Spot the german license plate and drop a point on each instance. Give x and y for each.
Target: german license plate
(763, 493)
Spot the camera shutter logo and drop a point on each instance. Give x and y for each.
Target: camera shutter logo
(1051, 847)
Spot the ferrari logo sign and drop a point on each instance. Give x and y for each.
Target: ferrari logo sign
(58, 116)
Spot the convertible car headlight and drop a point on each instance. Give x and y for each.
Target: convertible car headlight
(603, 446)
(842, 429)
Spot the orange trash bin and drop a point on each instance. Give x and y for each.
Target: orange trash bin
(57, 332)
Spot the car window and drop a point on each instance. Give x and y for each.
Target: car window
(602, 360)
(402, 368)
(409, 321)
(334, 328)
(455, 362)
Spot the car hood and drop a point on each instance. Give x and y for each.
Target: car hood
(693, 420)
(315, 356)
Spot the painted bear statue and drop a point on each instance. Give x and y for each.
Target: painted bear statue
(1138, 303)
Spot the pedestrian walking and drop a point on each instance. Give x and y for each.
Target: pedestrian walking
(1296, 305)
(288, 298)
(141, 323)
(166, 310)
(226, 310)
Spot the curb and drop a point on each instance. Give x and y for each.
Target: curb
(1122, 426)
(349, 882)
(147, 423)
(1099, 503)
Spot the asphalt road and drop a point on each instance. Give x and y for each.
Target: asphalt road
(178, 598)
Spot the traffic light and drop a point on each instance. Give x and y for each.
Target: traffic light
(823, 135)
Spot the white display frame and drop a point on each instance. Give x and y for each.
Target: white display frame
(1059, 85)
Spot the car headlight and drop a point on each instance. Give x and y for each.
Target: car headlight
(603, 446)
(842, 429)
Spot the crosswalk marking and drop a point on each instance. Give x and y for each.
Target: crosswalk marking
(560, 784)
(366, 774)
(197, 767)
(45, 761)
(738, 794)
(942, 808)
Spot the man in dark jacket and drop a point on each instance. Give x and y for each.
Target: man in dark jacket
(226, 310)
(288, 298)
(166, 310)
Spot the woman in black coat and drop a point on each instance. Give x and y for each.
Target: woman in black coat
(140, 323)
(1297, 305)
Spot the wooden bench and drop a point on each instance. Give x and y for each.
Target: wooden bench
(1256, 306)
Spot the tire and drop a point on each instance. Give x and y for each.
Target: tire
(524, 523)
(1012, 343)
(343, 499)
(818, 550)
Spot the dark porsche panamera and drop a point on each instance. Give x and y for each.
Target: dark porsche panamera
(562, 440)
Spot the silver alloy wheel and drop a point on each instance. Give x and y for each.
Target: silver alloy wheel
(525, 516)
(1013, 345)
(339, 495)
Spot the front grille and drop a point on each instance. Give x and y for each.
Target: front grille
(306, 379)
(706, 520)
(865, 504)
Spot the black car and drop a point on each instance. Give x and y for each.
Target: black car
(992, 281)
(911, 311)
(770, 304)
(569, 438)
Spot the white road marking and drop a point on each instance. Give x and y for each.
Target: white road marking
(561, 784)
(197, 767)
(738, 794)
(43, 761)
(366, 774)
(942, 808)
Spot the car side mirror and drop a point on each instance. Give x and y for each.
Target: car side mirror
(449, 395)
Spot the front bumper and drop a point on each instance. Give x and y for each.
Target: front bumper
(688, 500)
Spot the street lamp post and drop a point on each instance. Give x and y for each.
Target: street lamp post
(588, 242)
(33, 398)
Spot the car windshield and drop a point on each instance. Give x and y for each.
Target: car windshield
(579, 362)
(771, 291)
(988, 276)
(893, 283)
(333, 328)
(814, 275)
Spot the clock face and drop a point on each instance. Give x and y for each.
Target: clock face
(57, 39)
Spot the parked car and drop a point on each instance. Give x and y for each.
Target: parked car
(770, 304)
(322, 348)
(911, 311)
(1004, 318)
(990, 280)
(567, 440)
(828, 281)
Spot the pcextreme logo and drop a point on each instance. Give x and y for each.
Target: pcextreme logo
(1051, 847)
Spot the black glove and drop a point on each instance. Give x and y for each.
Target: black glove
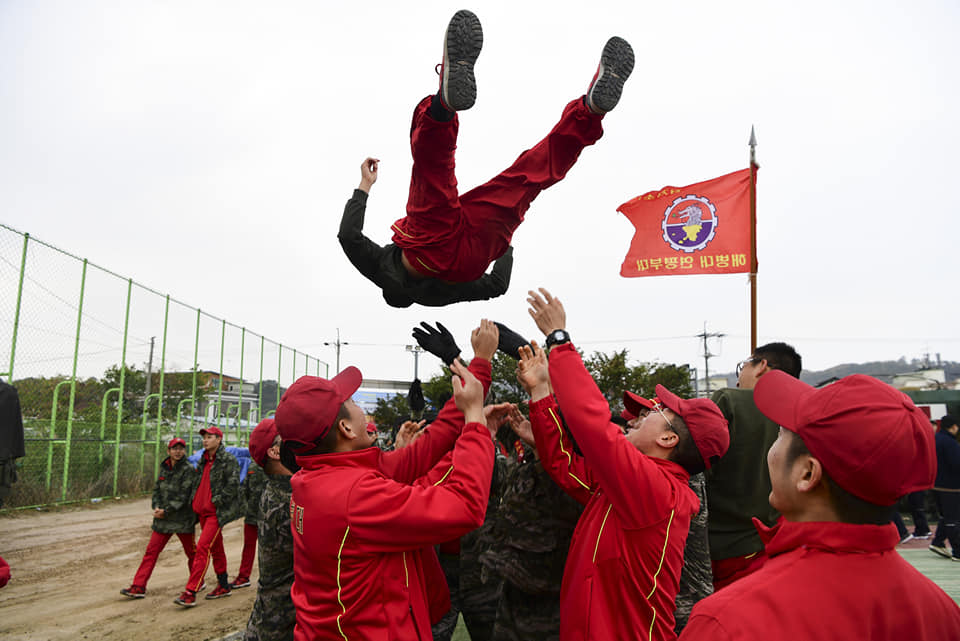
(415, 396)
(510, 341)
(438, 342)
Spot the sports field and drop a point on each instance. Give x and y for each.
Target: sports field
(69, 564)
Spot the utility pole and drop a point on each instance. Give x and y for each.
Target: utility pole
(706, 352)
(415, 349)
(338, 344)
(150, 366)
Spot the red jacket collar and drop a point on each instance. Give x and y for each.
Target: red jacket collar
(786, 535)
(674, 469)
(367, 457)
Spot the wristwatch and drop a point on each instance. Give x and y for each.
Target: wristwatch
(557, 337)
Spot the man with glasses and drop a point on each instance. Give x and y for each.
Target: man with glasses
(623, 568)
(738, 486)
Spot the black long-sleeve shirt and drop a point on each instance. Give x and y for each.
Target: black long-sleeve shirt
(384, 266)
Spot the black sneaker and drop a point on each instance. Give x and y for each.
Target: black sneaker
(134, 592)
(616, 65)
(461, 47)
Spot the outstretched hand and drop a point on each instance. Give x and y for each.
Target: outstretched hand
(520, 424)
(408, 433)
(532, 371)
(438, 342)
(547, 312)
(484, 340)
(467, 393)
(496, 416)
(368, 173)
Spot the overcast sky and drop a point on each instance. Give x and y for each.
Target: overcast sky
(206, 149)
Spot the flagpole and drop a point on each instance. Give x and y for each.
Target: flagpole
(753, 240)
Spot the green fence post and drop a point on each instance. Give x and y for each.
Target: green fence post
(223, 340)
(163, 371)
(123, 371)
(196, 366)
(143, 428)
(116, 440)
(73, 387)
(260, 387)
(16, 314)
(53, 428)
(179, 410)
(243, 340)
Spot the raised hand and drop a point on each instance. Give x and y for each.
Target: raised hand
(532, 371)
(547, 311)
(485, 339)
(510, 341)
(408, 433)
(438, 342)
(369, 171)
(467, 393)
(496, 416)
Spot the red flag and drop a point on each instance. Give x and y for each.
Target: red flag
(698, 229)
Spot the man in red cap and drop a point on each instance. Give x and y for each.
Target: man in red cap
(623, 569)
(273, 616)
(172, 514)
(844, 456)
(216, 503)
(360, 524)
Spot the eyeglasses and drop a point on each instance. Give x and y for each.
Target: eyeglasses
(742, 363)
(659, 408)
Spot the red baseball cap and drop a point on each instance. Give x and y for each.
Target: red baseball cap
(708, 428)
(870, 437)
(633, 404)
(309, 406)
(261, 439)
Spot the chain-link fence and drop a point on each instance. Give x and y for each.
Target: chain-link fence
(108, 370)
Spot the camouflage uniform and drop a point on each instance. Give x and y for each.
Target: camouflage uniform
(696, 579)
(471, 594)
(273, 616)
(224, 485)
(250, 492)
(526, 546)
(173, 493)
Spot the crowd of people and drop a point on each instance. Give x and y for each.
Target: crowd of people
(764, 512)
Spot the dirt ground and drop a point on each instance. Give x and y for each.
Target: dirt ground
(68, 566)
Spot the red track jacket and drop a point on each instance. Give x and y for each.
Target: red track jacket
(360, 528)
(830, 582)
(622, 573)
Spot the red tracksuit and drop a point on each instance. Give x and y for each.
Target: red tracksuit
(360, 529)
(623, 569)
(455, 238)
(210, 542)
(829, 582)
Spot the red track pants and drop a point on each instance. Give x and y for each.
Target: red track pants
(209, 544)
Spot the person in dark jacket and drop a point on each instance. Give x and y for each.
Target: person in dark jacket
(251, 489)
(946, 489)
(216, 502)
(172, 514)
(442, 247)
(273, 616)
(11, 438)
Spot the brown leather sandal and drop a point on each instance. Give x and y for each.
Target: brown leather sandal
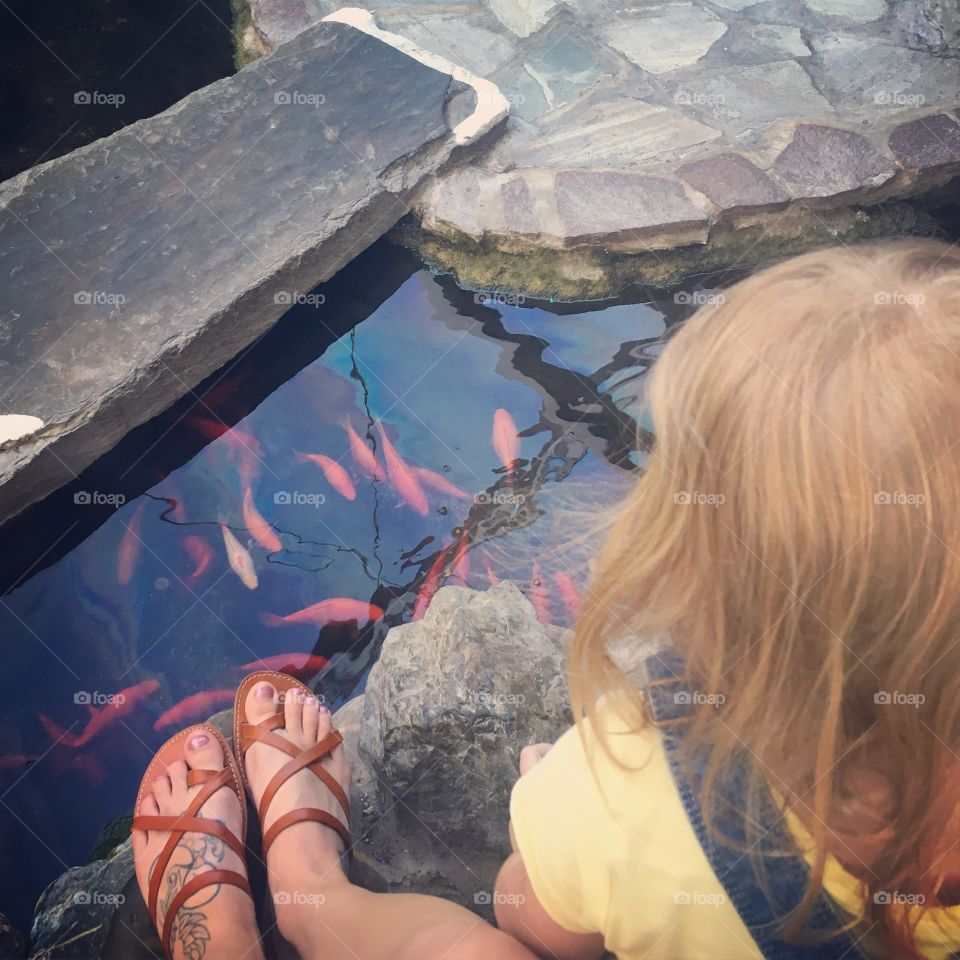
(190, 822)
(245, 734)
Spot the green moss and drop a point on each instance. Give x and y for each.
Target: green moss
(507, 266)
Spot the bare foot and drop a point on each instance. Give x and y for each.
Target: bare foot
(217, 921)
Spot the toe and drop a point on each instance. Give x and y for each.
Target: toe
(262, 702)
(311, 719)
(293, 713)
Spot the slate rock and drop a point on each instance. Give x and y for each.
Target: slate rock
(825, 161)
(730, 181)
(927, 143)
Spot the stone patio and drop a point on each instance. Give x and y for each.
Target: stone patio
(640, 127)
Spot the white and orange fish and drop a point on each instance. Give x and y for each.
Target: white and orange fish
(439, 483)
(401, 477)
(334, 610)
(337, 477)
(362, 455)
(241, 563)
(506, 442)
(129, 549)
(260, 530)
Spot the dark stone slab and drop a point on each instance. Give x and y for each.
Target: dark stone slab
(617, 206)
(732, 181)
(135, 267)
(824, 161)
(926, 143)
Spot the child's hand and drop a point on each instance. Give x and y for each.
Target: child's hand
(530, 756)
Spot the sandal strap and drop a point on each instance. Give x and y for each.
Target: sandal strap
(303, 815)
(308, 758)
(208, 879)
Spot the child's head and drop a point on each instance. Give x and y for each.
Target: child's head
(797, 530)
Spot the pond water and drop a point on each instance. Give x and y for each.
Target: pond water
(465, 437)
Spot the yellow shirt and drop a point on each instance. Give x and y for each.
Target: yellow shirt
(627, 864)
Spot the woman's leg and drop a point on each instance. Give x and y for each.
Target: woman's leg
(318, 910)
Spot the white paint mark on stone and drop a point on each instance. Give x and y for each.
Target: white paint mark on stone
(492, 105)
(13, 426)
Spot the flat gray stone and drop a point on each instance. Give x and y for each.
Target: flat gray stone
(622, 207)
(731, 181)
(928, 143)
(663, 37)
(135, 267)
(824, 161)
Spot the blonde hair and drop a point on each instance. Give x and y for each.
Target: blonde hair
(796, 533)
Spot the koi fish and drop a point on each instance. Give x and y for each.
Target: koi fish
(430, 586)
(363, 456)
(461, 560)
(295, 664)
(240, 560)
(539, 595)
(569, 593)
(200, 553)
(121, 705)
(197, 703)
(336, 609)
(402, 479)
(337, 477)
(129, 548)
(506, 442)
(439, 483)
(260, 530)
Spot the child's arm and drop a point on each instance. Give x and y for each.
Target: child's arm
(521, 914)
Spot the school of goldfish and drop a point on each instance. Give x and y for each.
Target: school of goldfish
(409, 482)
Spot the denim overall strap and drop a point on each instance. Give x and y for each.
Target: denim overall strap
(670, 701)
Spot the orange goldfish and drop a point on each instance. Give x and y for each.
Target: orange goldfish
(439, 483)
(569, 593)
(337, 477)
(129, 548)
(336, 610)
(505, 439)
(240, 560)
(363, 456)
(196, 704)
(200, 553)
(401, 477)
(120, 705)
(430, 586)
(260, 530)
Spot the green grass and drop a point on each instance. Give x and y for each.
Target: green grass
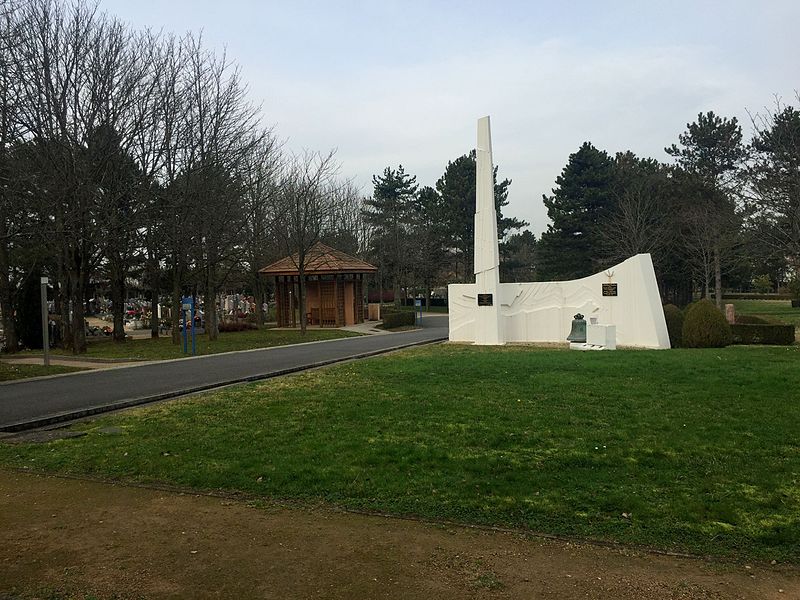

### What you need to do:
Scale the material from its first line through the line containing "(1138, 303)", both included, and write out every line again, requests and all. Multiply each coordinate in the answers by 0.3 and round it to a whole number, with halves rounded up.

### The reply:
Spot the german license plate and drop a point on each instance. Give x and y for each.
Target: german license plate
(229, 148)
Spot the camera shutter logo and drop a point on each instance. Give x and y for each.
Target: camera shutter logo
(315, 254)
Spot the ferrari logo sign and drop a point on each instance. Give x and y for each.
Target: ferrari logo sign
(17, 35)
Spot the convertible car headlight and drop a point on each instance. Give x and y for each.
Target: convertible car headlight
(181, 134)
(253, 129)
Spot the orange trash bin and drop a point on each instance. Give x and y for each.
Target: orange trash bin
(17, 100)
Spot the car window and drop a point on each instance. Give x and y for each.
Target: car window
(181, 108)
(121, 110)
(123, 96)
(100, 98)
(137, 109)
Spot the car hood and drop a point on each instance. Give x and y for each.
Target: car hood
(208, 126)
(95, 107)
Spot the painted bear statue and drop a point on each instance. Give x and y for each.
Target: painted bear statue
(341, 91)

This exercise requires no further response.